* _Task details_:
Rewrite the lines of the records below, starting with the line that contains "Pick out the man's hand" and going through the line that contains "x=197, y=379", and include the requests. Scale every answer coordinate by 2.3, round to whole numbers with halves going up, leave the sample coordinates in the requests as they are, and give only these lines.

[Source records]

========

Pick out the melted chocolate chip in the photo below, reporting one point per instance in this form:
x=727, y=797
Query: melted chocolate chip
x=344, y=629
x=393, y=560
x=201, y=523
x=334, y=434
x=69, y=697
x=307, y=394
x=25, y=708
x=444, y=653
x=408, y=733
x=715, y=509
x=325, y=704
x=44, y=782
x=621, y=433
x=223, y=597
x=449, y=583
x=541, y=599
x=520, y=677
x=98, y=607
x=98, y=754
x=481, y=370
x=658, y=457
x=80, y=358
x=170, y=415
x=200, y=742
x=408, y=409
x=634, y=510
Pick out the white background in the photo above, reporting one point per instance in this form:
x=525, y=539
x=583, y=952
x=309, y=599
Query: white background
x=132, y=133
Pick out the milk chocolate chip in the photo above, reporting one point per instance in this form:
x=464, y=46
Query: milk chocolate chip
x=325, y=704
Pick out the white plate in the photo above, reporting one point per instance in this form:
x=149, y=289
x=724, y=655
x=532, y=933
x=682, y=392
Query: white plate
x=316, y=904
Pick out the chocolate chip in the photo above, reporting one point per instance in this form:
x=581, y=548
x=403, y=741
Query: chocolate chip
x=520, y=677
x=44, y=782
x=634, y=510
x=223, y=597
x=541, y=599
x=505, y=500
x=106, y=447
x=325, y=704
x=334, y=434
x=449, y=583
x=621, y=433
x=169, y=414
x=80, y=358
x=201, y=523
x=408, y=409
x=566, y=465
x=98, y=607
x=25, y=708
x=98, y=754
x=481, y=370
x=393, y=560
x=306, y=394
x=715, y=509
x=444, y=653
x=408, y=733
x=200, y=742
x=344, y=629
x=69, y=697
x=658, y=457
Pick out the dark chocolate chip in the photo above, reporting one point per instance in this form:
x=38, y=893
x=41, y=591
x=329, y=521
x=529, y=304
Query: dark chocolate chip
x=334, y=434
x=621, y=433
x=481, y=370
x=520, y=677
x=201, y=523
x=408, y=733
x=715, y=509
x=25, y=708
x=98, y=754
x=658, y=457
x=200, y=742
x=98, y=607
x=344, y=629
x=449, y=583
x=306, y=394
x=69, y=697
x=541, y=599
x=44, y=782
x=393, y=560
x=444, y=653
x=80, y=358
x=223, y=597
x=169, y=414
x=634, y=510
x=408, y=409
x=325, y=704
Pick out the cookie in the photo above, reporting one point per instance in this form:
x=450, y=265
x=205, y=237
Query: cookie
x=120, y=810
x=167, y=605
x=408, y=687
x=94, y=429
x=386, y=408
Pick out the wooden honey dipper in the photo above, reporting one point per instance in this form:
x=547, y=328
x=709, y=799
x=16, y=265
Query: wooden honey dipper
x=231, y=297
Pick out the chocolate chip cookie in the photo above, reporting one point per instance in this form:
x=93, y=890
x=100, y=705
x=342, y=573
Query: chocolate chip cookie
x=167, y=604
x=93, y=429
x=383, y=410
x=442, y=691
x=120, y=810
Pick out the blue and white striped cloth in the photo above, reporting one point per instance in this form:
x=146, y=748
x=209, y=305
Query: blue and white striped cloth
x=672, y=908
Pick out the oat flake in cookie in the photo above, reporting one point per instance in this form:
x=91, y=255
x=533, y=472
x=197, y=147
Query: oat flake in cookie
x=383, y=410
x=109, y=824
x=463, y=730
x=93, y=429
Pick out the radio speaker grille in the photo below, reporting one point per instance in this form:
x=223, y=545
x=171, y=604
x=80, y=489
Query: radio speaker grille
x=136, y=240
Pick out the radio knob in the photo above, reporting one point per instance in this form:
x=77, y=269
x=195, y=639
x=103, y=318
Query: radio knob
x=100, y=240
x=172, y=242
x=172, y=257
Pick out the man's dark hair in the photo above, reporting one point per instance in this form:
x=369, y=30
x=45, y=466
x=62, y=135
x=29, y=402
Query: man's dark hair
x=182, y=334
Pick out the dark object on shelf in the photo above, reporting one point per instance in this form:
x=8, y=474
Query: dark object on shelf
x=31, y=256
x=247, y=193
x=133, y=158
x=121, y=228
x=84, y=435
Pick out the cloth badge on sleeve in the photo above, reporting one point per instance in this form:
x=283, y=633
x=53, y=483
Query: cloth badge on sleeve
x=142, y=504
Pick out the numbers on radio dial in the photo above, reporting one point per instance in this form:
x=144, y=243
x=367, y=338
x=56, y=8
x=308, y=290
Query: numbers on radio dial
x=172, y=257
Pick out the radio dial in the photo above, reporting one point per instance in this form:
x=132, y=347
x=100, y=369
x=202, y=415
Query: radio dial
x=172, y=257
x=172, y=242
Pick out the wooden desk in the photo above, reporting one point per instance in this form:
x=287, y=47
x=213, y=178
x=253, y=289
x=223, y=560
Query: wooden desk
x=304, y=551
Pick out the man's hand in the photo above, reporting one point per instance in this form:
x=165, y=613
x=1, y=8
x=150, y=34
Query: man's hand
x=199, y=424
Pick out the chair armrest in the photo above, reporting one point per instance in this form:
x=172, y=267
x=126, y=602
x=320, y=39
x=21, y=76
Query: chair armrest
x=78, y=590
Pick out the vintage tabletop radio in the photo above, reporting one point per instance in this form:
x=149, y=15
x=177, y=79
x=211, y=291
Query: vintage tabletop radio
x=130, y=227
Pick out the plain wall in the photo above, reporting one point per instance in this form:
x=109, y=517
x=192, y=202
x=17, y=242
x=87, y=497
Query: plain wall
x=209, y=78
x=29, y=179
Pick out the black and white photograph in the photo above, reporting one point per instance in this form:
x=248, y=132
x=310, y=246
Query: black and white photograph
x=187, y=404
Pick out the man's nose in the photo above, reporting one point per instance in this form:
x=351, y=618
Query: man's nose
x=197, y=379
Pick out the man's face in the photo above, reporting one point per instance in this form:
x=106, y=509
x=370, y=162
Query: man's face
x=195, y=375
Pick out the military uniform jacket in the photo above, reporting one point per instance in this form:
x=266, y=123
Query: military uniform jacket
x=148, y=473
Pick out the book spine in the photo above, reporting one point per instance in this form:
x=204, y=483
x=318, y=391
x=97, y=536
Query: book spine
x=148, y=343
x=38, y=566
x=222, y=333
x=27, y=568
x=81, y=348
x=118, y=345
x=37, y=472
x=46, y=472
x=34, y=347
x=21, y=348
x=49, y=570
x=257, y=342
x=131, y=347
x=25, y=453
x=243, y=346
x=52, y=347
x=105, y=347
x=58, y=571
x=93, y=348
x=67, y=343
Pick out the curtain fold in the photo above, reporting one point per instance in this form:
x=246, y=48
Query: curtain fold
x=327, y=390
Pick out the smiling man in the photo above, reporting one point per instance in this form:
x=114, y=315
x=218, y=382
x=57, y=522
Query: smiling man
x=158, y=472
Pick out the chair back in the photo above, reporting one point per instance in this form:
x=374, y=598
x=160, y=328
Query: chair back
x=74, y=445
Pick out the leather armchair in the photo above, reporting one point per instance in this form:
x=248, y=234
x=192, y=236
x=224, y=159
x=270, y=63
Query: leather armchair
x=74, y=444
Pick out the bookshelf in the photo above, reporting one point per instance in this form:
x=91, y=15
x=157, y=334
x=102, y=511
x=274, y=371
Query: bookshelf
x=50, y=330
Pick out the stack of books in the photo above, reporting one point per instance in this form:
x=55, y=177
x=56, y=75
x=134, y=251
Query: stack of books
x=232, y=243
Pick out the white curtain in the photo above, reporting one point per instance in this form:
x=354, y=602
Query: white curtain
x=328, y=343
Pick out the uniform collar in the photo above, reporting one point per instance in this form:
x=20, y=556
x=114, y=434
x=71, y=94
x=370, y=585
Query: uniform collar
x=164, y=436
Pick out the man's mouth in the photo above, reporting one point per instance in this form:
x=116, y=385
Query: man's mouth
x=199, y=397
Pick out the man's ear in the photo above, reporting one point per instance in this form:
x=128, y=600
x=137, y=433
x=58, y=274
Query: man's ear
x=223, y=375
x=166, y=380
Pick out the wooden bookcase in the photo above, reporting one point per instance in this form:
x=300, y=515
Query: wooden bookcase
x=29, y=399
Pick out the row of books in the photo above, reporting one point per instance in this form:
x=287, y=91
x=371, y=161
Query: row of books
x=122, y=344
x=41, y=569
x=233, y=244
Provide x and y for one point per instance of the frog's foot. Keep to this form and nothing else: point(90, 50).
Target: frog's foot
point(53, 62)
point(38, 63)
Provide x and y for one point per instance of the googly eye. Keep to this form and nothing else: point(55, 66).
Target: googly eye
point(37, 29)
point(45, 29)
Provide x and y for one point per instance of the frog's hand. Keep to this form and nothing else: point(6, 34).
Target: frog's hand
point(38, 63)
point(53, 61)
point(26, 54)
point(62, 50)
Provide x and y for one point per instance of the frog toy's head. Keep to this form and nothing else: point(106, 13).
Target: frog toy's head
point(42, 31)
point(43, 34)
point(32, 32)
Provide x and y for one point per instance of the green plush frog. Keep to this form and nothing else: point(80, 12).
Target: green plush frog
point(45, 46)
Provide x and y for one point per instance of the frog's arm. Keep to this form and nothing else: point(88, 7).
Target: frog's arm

========

* _Finished answer_:
Pick out the man's hand in the photo above, reporting one point per instance in this form:
x=165, y=613
x=1, y=8
x=150, y=34
Query: man's hand
x=458, y=975
Pick out the chair armrest in the photo above, reporting one point per instance in this form:
x=172, y=267
x=126, y=602
x=320, y=39
x=21, y=76
Query: chair armrest
x=179, y=1357
Pick out the vintage tabletop radio in the photo above, reporting one point per instance in this form:
x=149, y=15
x=177, y=79
x=211, y=291
Query: vintage tabletop radio
x=299, y=522
Pick out the plain wall in the photo above, reporting one point per instance in this form:
x=109, y=517
x=192, y=202
x=17, y=242
x=87, y=497
Query: plain wall
x=481, y=179
x=67, y=412
Pick out the black and white photograph in the photo above, reporting one point per instance in this form:
x=248, y=132
x=310, y=246
Query: black and white photograph
x=430, y=929
Pick out the man's nose in the photo above, reporting one point per instance in this form:
x=351, y=618
Query: man's nose
x=453, y=872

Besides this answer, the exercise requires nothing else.